▶ [Data records]:
──────

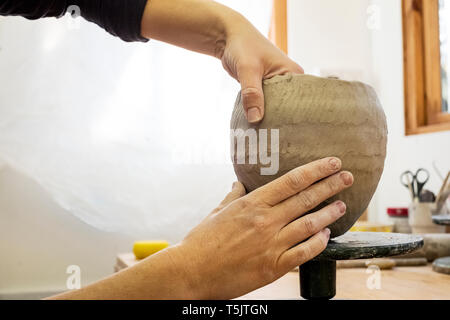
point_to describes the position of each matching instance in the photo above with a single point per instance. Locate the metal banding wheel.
(318, 276)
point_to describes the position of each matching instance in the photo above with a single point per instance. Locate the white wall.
(347, 36)
(39, 240)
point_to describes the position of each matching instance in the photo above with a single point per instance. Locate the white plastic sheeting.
(132, 138)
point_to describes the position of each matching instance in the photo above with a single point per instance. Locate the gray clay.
(317, 118)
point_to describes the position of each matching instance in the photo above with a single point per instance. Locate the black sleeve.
(121, 18)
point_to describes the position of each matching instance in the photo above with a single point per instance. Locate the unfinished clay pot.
(317, 118)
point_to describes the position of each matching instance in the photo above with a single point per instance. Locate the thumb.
(252, 95)
(237, 192)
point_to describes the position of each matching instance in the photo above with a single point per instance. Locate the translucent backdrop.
(132, 138)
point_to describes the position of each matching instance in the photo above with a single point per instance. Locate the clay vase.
(317, 118)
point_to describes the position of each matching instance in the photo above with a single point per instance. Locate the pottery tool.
(442, 265)
(143, 249)
(443, 194)
(415, 182)
(318, 276)
(382, 263)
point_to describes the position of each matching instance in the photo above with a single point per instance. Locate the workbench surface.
(403, 283)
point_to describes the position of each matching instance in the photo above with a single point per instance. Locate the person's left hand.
(250, 58)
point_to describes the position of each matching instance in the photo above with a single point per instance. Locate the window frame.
(422, 68)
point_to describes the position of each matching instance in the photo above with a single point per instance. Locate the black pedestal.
(318, 276)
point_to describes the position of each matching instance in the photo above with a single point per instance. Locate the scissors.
(415, 182)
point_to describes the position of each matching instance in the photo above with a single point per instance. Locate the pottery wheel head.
(309, 118)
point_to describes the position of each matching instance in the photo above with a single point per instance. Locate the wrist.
(187, 271)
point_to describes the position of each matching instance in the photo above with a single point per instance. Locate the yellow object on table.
(143, 249)
(364, 226)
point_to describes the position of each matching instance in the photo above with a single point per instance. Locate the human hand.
(252, 240)
(250, 58)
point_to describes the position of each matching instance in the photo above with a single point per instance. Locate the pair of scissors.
(415, 182)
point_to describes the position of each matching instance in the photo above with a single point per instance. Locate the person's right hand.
(252, 240)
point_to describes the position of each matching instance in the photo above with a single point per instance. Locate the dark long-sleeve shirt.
(121, 18)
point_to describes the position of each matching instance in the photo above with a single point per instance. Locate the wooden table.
(404, 283)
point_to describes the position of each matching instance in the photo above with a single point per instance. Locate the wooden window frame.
(278, 24)
(422, 68)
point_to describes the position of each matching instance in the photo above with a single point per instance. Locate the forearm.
(156, 277)
(199, 25)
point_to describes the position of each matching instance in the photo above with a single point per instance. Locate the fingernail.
(342, 207)
(335, 163)
(253, 115)
(347, 178)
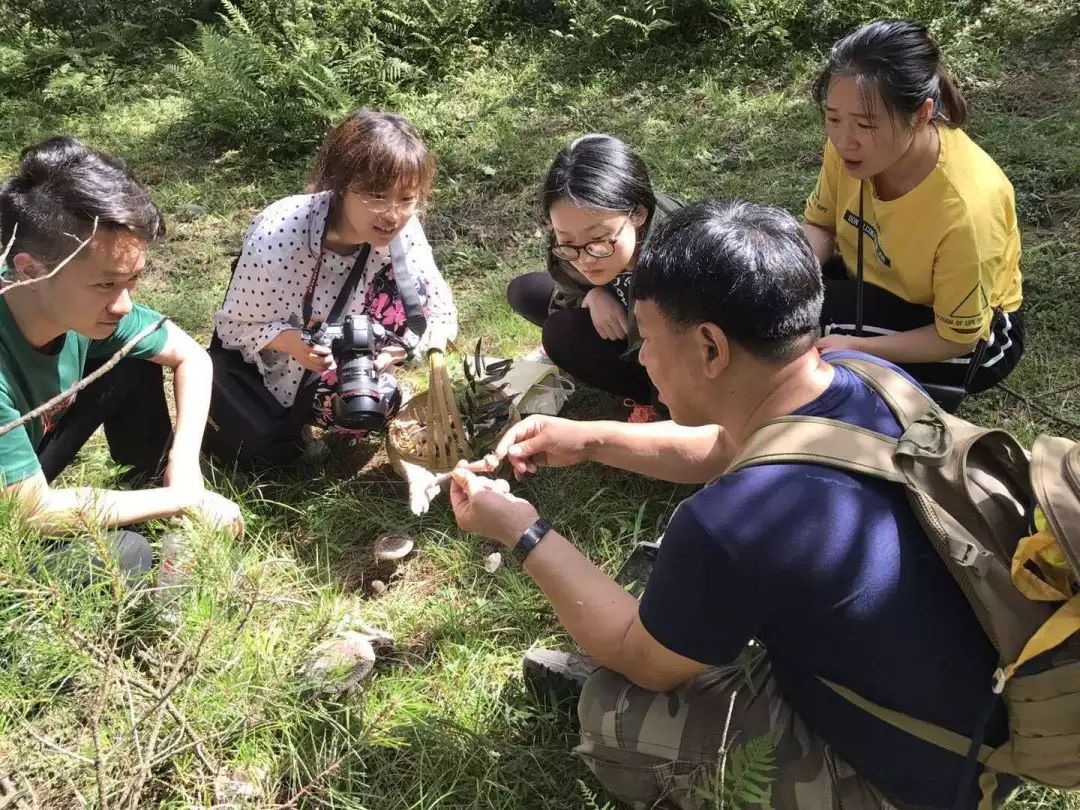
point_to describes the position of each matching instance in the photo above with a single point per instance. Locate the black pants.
(885, 313)
(130, 402)
(572, 342)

──────

The expected output is each entry given again word for word, with pictures dropped.

▶ [Answer to the problem]:
point_to describes the position of each matching instance in the photo above with a single point per instance. Locate the metal banding wheel.
(318, 276)
point_to describes the position of each matching instance in the photo above with a single point per instance. Locate the white wall.
(347, 36)
(39, 240)
point_to describes the position of each matching instance in the photo above with a single point per instance. Locate the white plastic sheeting.
(132, 138)
point_to describes the position of each matching instance in the photo above with a single point per instance. Locate the gray clay.
(317, 118)
point_to describes the position of each matching instance in the photo above with a single point per instance. Locate the black sleeve.
(121, 18)
point_to describes the position of each matching instance in the photo above with a single point per instance. Locate the unfinished clay pot.
(317, 118)
point_to describes the position of each matching instance in the photo above with a single point per instance. Locate the thumb.
(252, 95)
(237, 192)
point_to describes the position of each matching instance in the photo above with a single point per instance. Locate the translucent backdrop.
(132, 138)
point_to describes the position of each matching instance in the photo above with a single point per instance. Locate the clay vase.
(317, 118)
point_to describes the position of each matching instance in the photo above with a single point per instance. Locate the pottery tool.
(442, 265)
(143, 249)
(443, 194)
(415, 182)
(318, 276)
(382, 263)
point_to describes the position of each matching instance in the photo above with a single point per instance. Locate the workbench surface.
(403, 283)
point_to describes the position of each matching instance in the photo above with a single point per instance. Locate the person's left hand.
(250, 58)
point_to describes the position of each matching instance in the photo above with a single point per instance. Locate the window frame.
(422, 68)
point_to describes the position of each matching instance in the photo above with a single point per instance. Locate the black pedestal.
(318, 276)
point_to describes the position of each matching instance in the photo above with a single point per instance. Locate the scissors.
(415, 182)
point_to describes the position of each matching instance in the photo above with a single point per instance. Locate the pottery wheel head.
(309, 118)
point_to describes the position of each matching instance in the photo above with a single point per instance. Locate the wrist.
(187, 271)
point_to describes the position of each matching instance in the photo above with a single point per instance. Locate the yellow object on table.
(143, 249)
(364, 226)
point_to describes the position of each matching instance in the photo above with a single point per instance. Locate the human hand.
(252, 240)
(250, 58)
point_to describes the position of each matching instance in the photo above with a single point per instance. Locate the pair of scissors.
(415, 182)
point_to describes the position of each matching instance in the photo above with a single point per instance. Locate the person's right hand.
(252, 240)
point_to describes the position of each matching instance in the photo above with a single point per instance. Locate the dark long-sleeve shirt.
(121, 18)
point_to describes the position of each matching instance in the photo above with a single point per instance. Locate the wooden table.
(404, 283)
point_to describes the position of each matching instance in the photo above with a single point per instance. Locate the wooden window frame.
(278, 24)
(422, 68)
point_to describes the position of each matching instance in the photo above with a single point per instance. Locate the forearm.
(156, 277)
(199, 25)
point_to describes the position of each matching instance in the photo above with a single point per instance. Locate the fingernail.
(342, 207)
(335, 163)
(253, 115)
(347, 178)
point_to describes the position of each matching instance in the photo above with a single point per instance. Locate the black pants.
(885, 313)
(130, 402)
(572, 342)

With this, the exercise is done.